VOS CONSIGNES: Rédigez la suite de l'extrait ci-dessous sur le combat de quatre paysans pour leur installation face à la Safer, en reprenant après sa dernière phrase.
== EXTRAIT
Leur connaissance du milieu les pousse à ne rien lâcher, « non seulement pour nous mais aussi pour montrer que c’est possible de s’installer, malgré les difficultés qui peuvent exister ».

Alors que l’installation de 4 paysans a dans un premier temps été refusée par la Safer au profit d’un projet concurrent d’agrandissement, le combat continue depuis que les services de l’Etat ont invalidé la décision. Un signe encourageant pour mettre la Safer face à ses responsabilités et pour les paysans qui cherchent à s’installer.

Le combat de 4 paysans pour l’installation

Une fois n’est pas coutume : l’agroindustrie continue d’accaparer les terres aux dépens de la paysannerie. Le 3 octobre, plusieurs centaines de personnes l’ont de nouveau déploré dans les rues d’Angers, puis dans la chambre d’agriculture locale où siège la Société d’aménagement foncier et d’établissement rural (SAFER) des Pays de Loire.
====
== DONNÉES BRUTES
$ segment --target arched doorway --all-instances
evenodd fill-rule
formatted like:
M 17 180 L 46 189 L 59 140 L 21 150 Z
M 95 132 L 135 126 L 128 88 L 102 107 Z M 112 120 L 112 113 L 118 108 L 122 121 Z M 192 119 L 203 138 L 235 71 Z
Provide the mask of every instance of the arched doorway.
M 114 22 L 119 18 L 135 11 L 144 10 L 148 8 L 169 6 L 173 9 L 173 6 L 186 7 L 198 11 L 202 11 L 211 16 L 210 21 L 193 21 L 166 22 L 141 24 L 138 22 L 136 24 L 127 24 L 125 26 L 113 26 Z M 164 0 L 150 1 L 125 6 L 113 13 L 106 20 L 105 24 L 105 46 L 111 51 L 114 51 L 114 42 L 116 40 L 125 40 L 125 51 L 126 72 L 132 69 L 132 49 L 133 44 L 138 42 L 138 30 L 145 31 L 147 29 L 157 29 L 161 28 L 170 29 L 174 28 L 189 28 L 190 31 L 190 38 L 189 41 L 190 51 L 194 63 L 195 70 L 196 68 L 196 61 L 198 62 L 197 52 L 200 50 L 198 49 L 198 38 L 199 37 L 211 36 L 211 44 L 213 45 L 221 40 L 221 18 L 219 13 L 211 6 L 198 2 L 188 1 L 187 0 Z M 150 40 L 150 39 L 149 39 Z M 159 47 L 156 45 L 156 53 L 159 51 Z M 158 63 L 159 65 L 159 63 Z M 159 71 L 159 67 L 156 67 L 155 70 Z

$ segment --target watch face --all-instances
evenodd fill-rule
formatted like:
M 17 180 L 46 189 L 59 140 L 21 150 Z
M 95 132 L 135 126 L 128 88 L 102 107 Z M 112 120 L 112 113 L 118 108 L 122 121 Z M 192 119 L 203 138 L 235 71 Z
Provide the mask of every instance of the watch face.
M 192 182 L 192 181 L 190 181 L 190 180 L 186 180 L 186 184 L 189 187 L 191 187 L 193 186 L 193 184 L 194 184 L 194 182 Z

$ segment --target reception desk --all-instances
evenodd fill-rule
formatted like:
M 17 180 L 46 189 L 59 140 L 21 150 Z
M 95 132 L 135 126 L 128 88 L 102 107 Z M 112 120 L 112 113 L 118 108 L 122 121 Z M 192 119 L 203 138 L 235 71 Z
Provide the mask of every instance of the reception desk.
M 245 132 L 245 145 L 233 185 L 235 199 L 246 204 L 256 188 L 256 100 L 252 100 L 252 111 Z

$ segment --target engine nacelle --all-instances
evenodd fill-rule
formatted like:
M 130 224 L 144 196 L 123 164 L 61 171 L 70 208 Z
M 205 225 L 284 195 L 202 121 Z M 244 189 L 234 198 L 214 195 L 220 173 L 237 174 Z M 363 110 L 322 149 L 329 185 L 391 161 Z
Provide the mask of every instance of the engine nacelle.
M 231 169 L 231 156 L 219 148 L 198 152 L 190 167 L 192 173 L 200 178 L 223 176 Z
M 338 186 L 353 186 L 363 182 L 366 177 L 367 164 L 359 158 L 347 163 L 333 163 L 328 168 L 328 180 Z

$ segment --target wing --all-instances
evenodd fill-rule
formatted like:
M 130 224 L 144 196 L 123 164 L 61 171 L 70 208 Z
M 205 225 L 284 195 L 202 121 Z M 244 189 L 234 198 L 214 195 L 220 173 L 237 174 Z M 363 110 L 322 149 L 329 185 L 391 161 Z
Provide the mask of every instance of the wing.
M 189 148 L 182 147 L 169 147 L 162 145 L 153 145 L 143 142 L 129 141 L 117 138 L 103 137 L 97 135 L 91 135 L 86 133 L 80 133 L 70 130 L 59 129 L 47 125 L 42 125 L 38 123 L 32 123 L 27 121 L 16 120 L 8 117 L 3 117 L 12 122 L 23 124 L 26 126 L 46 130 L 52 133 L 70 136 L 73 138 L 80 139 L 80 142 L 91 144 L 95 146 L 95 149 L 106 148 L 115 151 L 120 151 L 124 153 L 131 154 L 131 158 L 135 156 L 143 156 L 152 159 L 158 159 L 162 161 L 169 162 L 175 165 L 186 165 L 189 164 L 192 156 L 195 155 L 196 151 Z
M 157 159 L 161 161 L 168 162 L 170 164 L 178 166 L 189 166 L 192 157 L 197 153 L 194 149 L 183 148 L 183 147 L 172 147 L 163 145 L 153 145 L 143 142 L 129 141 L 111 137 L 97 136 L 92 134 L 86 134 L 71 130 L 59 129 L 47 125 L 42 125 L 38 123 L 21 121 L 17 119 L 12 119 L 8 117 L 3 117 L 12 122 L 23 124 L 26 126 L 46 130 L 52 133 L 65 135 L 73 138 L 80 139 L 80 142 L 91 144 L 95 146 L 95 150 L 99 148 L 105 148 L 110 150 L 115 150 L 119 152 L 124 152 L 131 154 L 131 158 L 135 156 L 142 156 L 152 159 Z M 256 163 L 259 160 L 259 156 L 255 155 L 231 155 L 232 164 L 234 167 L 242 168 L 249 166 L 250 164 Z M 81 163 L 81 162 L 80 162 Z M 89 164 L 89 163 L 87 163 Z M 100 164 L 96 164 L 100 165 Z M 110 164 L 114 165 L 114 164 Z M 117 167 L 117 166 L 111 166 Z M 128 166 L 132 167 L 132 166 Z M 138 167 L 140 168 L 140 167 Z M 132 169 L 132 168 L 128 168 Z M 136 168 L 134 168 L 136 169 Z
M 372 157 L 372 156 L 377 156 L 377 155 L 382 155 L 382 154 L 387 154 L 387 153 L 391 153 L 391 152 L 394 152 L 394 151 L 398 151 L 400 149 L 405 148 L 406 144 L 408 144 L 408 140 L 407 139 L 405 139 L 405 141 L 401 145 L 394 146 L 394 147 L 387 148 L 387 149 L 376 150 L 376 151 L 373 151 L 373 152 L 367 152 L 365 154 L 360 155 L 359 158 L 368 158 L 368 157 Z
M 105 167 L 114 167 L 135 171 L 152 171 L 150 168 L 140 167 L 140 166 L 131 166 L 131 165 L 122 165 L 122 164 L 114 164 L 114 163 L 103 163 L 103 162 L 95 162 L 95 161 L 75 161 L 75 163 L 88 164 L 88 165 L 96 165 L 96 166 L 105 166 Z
====
RÉPONSE:
En cause, un projet d’installation paysanne qui a été initialement refusé à Denée (Maine-et-Loire) sur la ferme des Joncs, pour quatre personnes qui souhaitaient reprendre 170 hectares en vente, alors que le projet semblait correspondre aux exigences du Schéma Directeur Régional des Exploitations Agricoles (SDREA) et prévoyait élevage bovin, maraîchage et production céréales. Quatre installations étaient portées par le dossier, avec la possibilité d’inclure trois autres installations, dont 2 maraîchères en fleurs coupées et une éleveuse de bovins.

Malgré cela, un projet concurrent monté par des personnes déjà installées (dont le trésorier de la FDSEA locale), ont dans un premier temps été préférés par le conseil d’administration de la SAFER, dont le rôle est pourtant en principe de favoriser en premier lieu les projets d’installation et non ceux d’agrandissement. Une décision finalement annulée par la Direction régionale de l’alimentation, de l’agriculture et de la forêt (Draaf), vendredi 11 octobre, qui met de nouveau en concurrence les deux projets.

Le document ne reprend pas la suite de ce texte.